___ SUPPLIED PASSAGE
The error signal e[n] as measured by the microphone 124 and the filtered reference signal x'[n] provided by the secondary path estimation filter 126 are supplied to the LMS adaption unit 127. The LMS adaption unit 127calculates the filter coefficients w[n] for the adaptive filter 125 from the filtered reference signal x'[n] ("filtered x") and the error signal e[n] such that the norm (i.e., the power or L2-Norm) of the error signal e[n] is reduced. The filter coefficients w[n] are calculated, for example, using the LMS algorithm. The adaptive filters 125, LMS adaption unit 127, and secondary path estimation filters 126 may be implemented in a digital signal processor. Of course, alternatives or modifications of the "filtered x" LMS algorithm, such as, for example, the "filtered-e" LMS algorithm, are also applicable.
An acceleration sensor may be able to directly pick up noise n[n] in a broad frequency band of the audible spectrum. The system of Figure 1, therefore, may be used in connection with broadband filters, wherein the broadband filter providing the transfer function W(z) may alternatively have a fixed transfer function instead of an adaptive transfer function, as the case may be. Directly picking up essentially includes picking up the signal in question with no significant influence by other signals. The exemplary system shown in Figure 1 employs a straightforward single-channel feedforward filtered-x LMS control structure, but other control structures, e.g., multi-channel structures with a multiplicity of additional channels, a multiplicity of additional microphones, and a multiplicity of additional loudspeakers, may be applied as well. A multi-channel structure will be explained with respect to Figure 16 further below.
When used in user-related applications, microphones of an ANC system should be positioned as close as possible to the user's head to provide superior acoustic properties. However, many environments such as, e.g., the interiors of vehicles hardly or even do not at all allow positioning of microphones close to the head. In some applications, the microphone is therefore mounted on a flexible arm, hinged holder, rigid boom, pivotable or extendable wing, or the like, extending into the direction of the user, but such arrangements are inconvenient and may bear significant risk of user injury, particularly in the case of a vehicle crash.
______
___ SUPPLIED MATERIAL
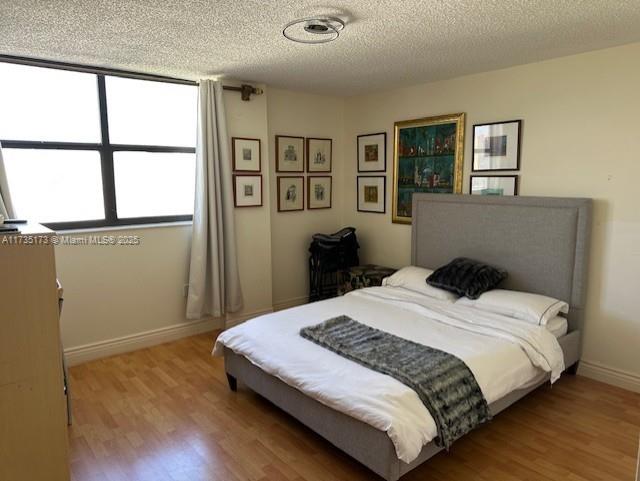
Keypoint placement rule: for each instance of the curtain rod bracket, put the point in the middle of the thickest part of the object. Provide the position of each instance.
(245, 90)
______
WHAT THIS EXERCISE ASKS.
[1] Answer these from the active noise control text:
(a) Which unit calculates the filter coefficients w[n] for the adaptive filter 125?
(b) What kind of sensor may be able to directly pick up noise n[n] in a broad frequency band of the audible spectrum?
(c) In what case do microphones mounted on arms or booms particularly bear significant risk of user injury?
[2] Echo part of the active noise control text word for word. Begin at the words "When used in" and stop after "a vehicle crash.".
The listing plays no part in this work.

TASK RESPONSES.
[1]
(a) The LMS adaption unit 127.
(b) An acceleration sensor.
(c) In the case of a vehicle crash.

[2]
When used in user-related applications, microphones of an ANC system should be positioned as close as possible to the user's head to provide superior acoustic properties. However, many environments such as, e.g., the interiors of vehicles hardly or even do not at all allow positioning of microphones close to the head. In some applications, the microphone is therefore mounted on a flexible arm, hinged holder, rigid boom, pivotable or extendable wing, or the like, extending into the direction of the user, but such arrangements are inconvenient and may bear significant risk of user injury, particularly in the case of a vehicle crash.